■ SELECTED EXCERPT:
################
Journal Watch

  1. If at first you don't succeed with PD...it still costs less than in-center HD

    A 4-year Canadian study has found that over a 3-year period, the cost of starting on PD and then switching to HD ($114,503) is still much less than doing standard in-center HD ($175,996). But starting and continuing PD is the lowest cost dialysis option ($58,724).

    Read the abstract » | (added 01/25/2013)

    Tags: Hemodialysis, Peritoneal Dialysis

  2. What does glucose in PD fluid have to do with artery calcification?

    Quite a bit, it appears. Among 50 people doing PD who did not have diabetes, about half had coronary artery calcification. Those who used more higher glucose PD fluids were more likely to have the problem, as were men with a history of heart disease, and those who did not get enough PD.

    Read the abstract » | (added 01/25/2013)

    Tags: Peritoneal Dialysis

  3. Community house home hemodialysis in Australia and New Zealand

    Not everyone who wants to dialyze at home is able to. In Australia and New Zealand unstaffed, non-medical community homes fill a gap to make "home" treatments possible. This observational study compared mortality among 113 community home dialyzers to 5,591 people on PD, 1,532 on home HD, and 5,647 on in-center HD. Community house HD was safe and effective.

    Read the abstract » | (added 12/19/2012)

    Tags: Peritoneal Dialysis

  4. Phosphate is a blood vessel toxin

    High levels of phosphorus in the blood is linked with blood vessel calcification, thickened blood vessel walls, arterial stiffness, and heart damage—and may even cause premature aging.

    Read the abstract » | (added 12/19/2012)

    Tags: Chronic Kidney Disease

  5. Modality choice is a factor in AV fistula creation

    Canadian researchers compared the predialysis modality preferences of 508 people to their actual modality, and looked at their vascular accesses. The chance of having a fistula was much less in those who chose PD but started HD (39%), or who made no choice (50%), than in those who preferred HD and started on HD (79%).

    Read the abstract » | (added 12/19/2012)
################
■ DATA EXTRACT:

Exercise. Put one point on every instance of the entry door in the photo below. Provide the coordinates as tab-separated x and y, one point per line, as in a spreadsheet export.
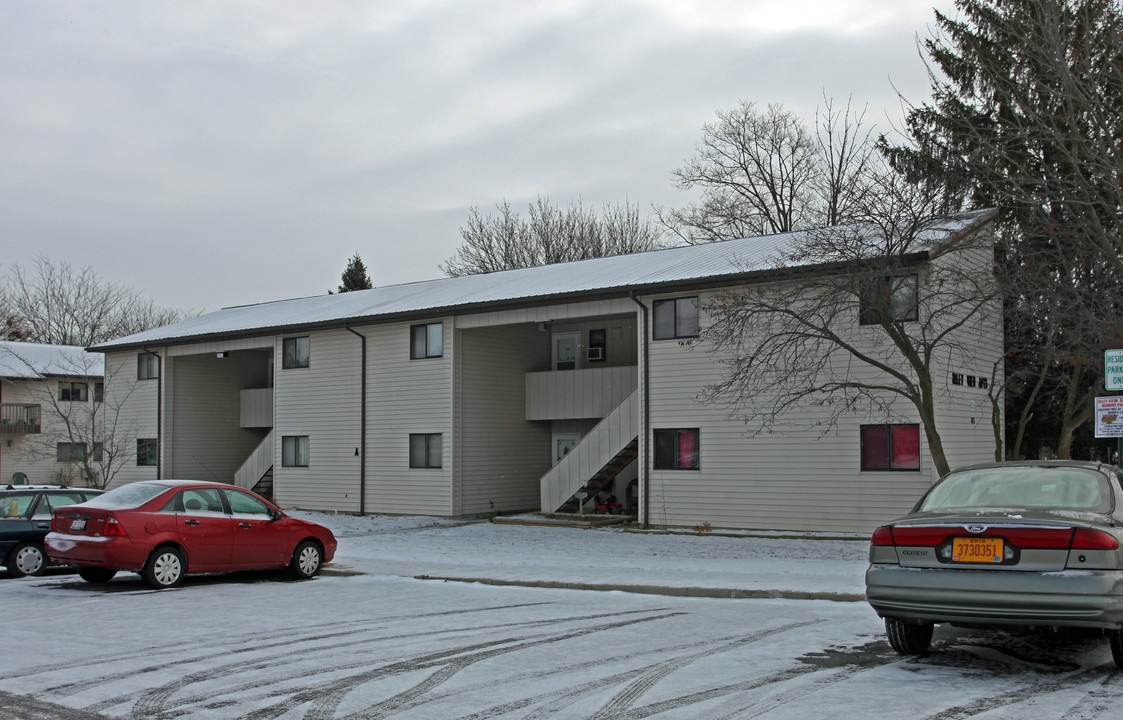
565	351
564	443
################
■ THE PROBLEM:
Repeat word for word the passage of the Journal Watch page starting with "Not everyone who" and going on through "safe and effective.".

■ EXERCISE ANSWER:
Not everyone who wants to dialyze at home is able to. In Australia and New Zealand unstaffed, non-medical community homes fill a gap to make "home" treatments possible. This observational study compared mortality among 113 community home dialyzers to 5,591 people on PD, 1,532 on home HD, and 5,647 on in-center HD. Community house HD was safe and effective.